**Task to complete**
In the passage about aging clocks, how many markers of organ function were quantified in creating the Pace of Aging biomarker?

**Extract to read**
A new tool from Belsky and his colleagues, introduced in 2020 and updated earlier this year, acts as an aging speedometer. In creating their Pace of Aging biomarker, they quantified the rate of change in 19 markers of organ function at four ages, compiled them into a single index, and modeled it with methylation. “We’re actually quantifying the ongoing process of age-related decline and system integrity,” Belsky said. Those who age faster by this measure die younger, he said, adding that it predicts mortality about as well as GrimAge and may forecast stroke and dementia even better.

Age-Old Question

In 2017, representatives of the Paul G. Allen Family Foundation approached Horvath after one of his talks. They liked his work and suggested he dream big, because the foundation supports high-risk endeavors. Find a project that nobody else would fund, they said.

It didn’t take Horvath long to suggest an aging clock that would apply to all vertebrates. The proposal passed—it was outlandish enough—but as Horvath came to realize the magnitude of what it would involve, the plan morphed into a relatively restrained clock for all mammals.

**Listed entries**
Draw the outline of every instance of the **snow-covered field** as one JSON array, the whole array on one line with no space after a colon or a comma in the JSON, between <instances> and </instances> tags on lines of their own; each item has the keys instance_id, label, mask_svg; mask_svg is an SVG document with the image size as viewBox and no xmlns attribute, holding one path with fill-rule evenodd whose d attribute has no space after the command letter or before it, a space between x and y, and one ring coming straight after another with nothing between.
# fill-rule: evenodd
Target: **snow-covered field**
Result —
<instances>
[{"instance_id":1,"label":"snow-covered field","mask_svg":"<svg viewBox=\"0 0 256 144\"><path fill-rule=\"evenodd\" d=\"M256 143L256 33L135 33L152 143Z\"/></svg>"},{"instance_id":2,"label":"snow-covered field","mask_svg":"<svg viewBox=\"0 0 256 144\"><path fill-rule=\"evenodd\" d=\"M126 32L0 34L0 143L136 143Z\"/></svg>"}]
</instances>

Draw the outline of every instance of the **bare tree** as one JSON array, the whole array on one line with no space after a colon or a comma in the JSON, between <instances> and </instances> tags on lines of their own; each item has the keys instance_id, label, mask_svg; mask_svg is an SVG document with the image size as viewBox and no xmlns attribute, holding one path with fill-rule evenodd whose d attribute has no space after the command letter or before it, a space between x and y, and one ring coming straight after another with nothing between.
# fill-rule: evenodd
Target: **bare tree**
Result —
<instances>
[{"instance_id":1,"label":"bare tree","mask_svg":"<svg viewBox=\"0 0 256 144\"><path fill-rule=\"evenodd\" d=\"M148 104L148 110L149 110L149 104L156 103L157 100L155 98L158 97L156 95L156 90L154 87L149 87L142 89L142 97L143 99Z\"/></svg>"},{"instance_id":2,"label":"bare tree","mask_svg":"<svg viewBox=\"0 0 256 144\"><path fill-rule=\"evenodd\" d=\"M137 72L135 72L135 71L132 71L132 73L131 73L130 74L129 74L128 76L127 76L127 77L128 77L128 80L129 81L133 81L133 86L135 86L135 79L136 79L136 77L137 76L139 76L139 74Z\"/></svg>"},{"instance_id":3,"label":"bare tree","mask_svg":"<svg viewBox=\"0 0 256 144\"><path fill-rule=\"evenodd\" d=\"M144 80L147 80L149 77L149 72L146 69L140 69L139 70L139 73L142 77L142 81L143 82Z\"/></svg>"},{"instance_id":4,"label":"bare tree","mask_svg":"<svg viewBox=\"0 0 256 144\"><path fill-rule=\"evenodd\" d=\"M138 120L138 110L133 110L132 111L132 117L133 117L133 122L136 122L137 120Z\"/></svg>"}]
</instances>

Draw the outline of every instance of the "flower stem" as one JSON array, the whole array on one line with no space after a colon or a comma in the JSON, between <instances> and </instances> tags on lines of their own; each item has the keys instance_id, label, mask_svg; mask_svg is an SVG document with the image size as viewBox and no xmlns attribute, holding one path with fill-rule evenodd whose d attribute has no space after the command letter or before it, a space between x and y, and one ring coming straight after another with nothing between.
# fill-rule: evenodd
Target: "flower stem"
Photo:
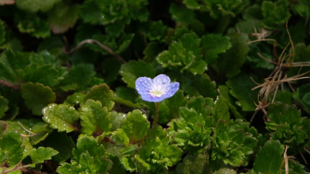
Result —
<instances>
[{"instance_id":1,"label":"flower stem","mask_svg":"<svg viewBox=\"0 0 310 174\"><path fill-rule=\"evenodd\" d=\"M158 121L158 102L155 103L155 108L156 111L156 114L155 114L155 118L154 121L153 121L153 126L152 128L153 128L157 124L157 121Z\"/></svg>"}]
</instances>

--

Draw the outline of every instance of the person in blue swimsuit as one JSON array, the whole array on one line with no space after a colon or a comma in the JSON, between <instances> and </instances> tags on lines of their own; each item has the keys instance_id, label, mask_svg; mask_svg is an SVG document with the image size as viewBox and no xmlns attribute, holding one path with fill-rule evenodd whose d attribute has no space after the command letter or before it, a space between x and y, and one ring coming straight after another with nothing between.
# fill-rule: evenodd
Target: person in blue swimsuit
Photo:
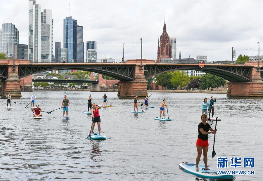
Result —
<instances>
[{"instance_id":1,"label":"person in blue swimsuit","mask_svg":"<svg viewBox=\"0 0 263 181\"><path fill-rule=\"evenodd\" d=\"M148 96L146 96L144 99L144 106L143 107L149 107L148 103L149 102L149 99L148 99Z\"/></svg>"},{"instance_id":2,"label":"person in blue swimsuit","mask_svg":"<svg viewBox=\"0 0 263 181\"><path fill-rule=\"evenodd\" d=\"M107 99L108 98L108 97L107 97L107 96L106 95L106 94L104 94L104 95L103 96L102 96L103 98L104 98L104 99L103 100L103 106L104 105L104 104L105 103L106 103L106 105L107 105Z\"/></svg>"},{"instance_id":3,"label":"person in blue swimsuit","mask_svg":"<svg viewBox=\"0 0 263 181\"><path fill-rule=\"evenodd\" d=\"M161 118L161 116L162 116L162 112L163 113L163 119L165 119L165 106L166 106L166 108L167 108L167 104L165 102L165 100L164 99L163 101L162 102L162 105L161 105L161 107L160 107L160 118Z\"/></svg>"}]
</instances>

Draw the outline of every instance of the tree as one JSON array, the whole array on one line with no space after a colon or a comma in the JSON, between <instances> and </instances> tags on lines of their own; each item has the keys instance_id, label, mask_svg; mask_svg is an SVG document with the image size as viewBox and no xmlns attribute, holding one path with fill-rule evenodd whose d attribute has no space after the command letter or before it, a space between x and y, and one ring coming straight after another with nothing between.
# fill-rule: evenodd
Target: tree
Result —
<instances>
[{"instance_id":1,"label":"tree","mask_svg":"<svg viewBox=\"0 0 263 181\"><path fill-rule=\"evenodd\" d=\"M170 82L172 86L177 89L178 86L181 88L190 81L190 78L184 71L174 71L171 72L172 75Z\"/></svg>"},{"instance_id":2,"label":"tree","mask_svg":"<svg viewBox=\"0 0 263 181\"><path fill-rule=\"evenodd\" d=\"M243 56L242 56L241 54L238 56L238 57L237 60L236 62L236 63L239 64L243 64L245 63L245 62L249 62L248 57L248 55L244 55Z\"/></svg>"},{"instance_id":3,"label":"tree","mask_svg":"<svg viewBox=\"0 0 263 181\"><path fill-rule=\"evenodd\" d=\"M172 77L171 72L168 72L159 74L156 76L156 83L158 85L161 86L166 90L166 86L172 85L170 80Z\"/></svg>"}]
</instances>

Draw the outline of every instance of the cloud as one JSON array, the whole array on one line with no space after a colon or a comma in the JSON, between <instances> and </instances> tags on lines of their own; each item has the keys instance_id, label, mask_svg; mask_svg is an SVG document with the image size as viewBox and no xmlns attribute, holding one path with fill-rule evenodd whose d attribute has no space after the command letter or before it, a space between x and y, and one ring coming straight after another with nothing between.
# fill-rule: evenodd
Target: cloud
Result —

...

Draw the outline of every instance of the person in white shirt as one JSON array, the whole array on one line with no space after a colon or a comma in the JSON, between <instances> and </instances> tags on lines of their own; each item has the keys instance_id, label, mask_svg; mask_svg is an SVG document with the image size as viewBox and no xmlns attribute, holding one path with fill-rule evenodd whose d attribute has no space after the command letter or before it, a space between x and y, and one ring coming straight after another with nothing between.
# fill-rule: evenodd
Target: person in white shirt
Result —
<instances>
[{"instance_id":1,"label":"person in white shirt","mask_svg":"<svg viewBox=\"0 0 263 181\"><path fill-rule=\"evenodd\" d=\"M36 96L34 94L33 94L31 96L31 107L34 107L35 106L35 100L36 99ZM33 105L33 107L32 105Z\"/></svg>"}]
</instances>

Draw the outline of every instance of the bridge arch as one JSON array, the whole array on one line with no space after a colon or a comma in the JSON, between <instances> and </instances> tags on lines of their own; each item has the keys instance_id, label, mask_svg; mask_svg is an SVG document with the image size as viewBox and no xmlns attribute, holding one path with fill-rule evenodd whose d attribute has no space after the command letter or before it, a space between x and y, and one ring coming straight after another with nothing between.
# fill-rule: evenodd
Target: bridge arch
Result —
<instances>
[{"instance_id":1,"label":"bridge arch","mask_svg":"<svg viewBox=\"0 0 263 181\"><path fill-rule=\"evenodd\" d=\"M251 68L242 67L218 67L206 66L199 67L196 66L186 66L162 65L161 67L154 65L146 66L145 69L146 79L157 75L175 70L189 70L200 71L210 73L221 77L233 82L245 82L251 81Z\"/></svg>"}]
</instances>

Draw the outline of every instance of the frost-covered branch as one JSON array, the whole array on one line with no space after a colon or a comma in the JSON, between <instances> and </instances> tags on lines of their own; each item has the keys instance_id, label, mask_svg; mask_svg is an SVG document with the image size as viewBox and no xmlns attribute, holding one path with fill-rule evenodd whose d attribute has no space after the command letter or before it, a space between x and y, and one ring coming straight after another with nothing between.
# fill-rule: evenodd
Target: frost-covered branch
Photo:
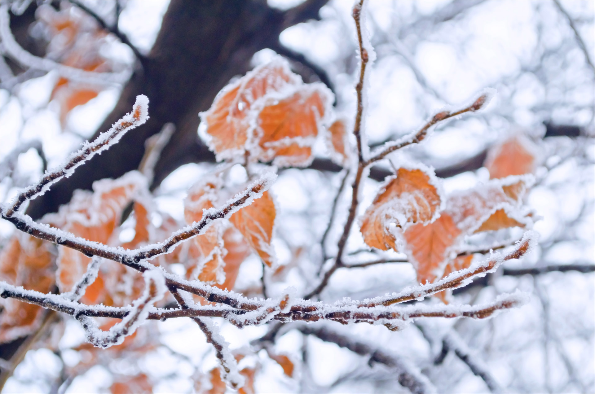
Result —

**Response to this task**
19 markers, measured at four ages.